Data:
=== Begin Enclosure ===

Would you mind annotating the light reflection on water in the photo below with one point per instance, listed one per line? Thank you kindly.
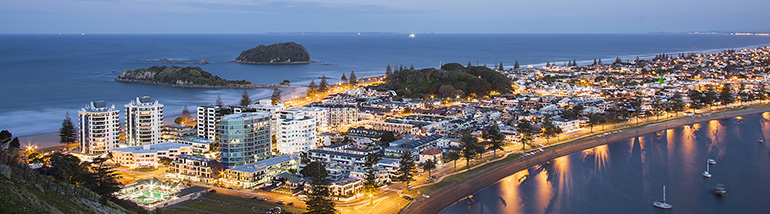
(626, 176)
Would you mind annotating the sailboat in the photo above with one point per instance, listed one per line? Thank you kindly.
(662, 204)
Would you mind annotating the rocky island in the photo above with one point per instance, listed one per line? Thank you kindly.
(275, 54)
(178, 76)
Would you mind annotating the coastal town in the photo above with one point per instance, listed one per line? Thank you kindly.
(384, 144)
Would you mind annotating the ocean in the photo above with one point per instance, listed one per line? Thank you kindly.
(46, 76)
(628, 176)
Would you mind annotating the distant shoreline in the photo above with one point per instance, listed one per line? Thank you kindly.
(445, 197)
(232, 86)
(273, 63)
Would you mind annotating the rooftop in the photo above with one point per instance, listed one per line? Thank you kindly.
(153, 148)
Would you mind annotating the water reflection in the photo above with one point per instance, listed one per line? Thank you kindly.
(597, 181)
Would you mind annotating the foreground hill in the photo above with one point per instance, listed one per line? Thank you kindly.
(279, 53)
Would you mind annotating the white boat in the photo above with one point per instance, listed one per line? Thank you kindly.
(662, 204)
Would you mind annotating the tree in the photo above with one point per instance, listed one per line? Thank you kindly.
(323, 86)
(245, 99)
(549, 129)
(67, 132)
(353, 79)
(276, 97)
(165, 161)
(429, 166)
(496, 139)
(726, 96)
(219, 101)
(453, 156)
(525, 132)
(312, 88)
(186, 116)
(319, 196)
(468, 147)
(386, 138)
(371, 186)
(405, 173)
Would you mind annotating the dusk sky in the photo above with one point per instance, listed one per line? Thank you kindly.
(404, 16)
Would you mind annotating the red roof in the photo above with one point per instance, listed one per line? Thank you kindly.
(432, 151)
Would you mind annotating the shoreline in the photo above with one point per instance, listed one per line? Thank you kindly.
(447, 196)
(252, 86)
(272, 63)
(51, 139)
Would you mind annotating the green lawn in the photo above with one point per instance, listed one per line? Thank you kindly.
(217, 207)
(179, 211)
(454, 179)
(254, 203)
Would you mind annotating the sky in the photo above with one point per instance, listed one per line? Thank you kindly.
(400, 16)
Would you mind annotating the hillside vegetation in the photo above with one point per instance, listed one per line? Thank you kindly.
(452, 80)
(279, 53)
(176, 75)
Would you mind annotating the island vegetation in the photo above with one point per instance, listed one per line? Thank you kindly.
(178, 76)
(451, 81)
(279, 53)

=== End Enclosure ===

Instructions to follow: Exact transcription of the full listing above is required; images do not belong in it.

Result below:
Would you mind annotating the light reflection on water in the photo below with one point per instance, listed one per line? Thank you kindly.
(626, 176)
Would you mind annotating the sailboat in the photo above with one point per instance, listed one per line? Thank you kindly.
(662, 204)
Would you mind annotating the rocky island in the photo above with one point per instance, listed one per line? Thank you kindly.
(275, 54)
(178, 76)
Would you mind annotating the coastal town in the photo above with one point per instance, listed one per line? Thank you kindly.
(384, 144)
Would you mind annotating the ocean in the photo above with one point per instance, listed one per line? Thank you kindly.
(46, 76)
(628, 176)
Would you mind annotating the distant shoreline in the photo above with one point per instance, listed one per line? Thank you kindly.
(445, 197)
(232, 86)
(273, 63)
Would you mind annotating the rooftop in the photo above with one point per instance, listed one per line? Thank you kindly.
(153, 148)
Would you mind annotating the water reflection in the photo above with one point per instance, listed one per line? Thank you kindly.
(597, 181)
Would you mind annotating the foreground hill in the photo above with one point per instance, listed one per line? Thank you kindly.
(279, 53)
Would you mind annotating the white boat in the photo above with one point per instance, listed one per line? Thank you kindly.
(662, 204)
Would you mind annotating the tree in the photo above with one point per instance, listed one per line? Thank you kindly.
(323, 86)
(245, 99)
(549, 129)
(67, 132)
(353, 79)
(276, 97)
(165, 161)
(429, 166)
(496, 139)
(726, 96)
(219, 101)
(453, 156)
(525, 132)
(312, 88)
(186, 116)
(319, 196)
(468, 147)
(386, 138)
(371, 186)
(405, 173)
Would you mind annotating the dusk sky in the photo above with one point per instance, listed one per line? Thank you kindly.
(404, 16)
Would you mind annotating the red roof in the photo above with one point per instance, listed one per line? Thank you kindly.
(432, 151)
Would you mind annotating the shoreline in the photo above with one point per instance, listed one per line? Thank you kindly.
(447, 196)
(252, 86)
(272, 63)
(51, 139)
Would you mind annotating the green lawn in the photo above with one point per instance, listed one per line? Thank you kindly.
(217, 207)
(179, 211)
(454, 179)
(254, 203)
Would you mind annotating the sky in the photo above with one point per instance, listed one per line? Thank you kindly.
(400, 16)
Would you mind annotating the hillside vegetation in the photo above with one point per instance, listed one per line? Thank you kindly.
(452, 80)
(279, 53)
(176, 75)
Would you mind annotating the island vegetation in the photo above with one point per instance, listed one per line? Thank you kindly.
(178, 76)
(451, 81)
(279, 53)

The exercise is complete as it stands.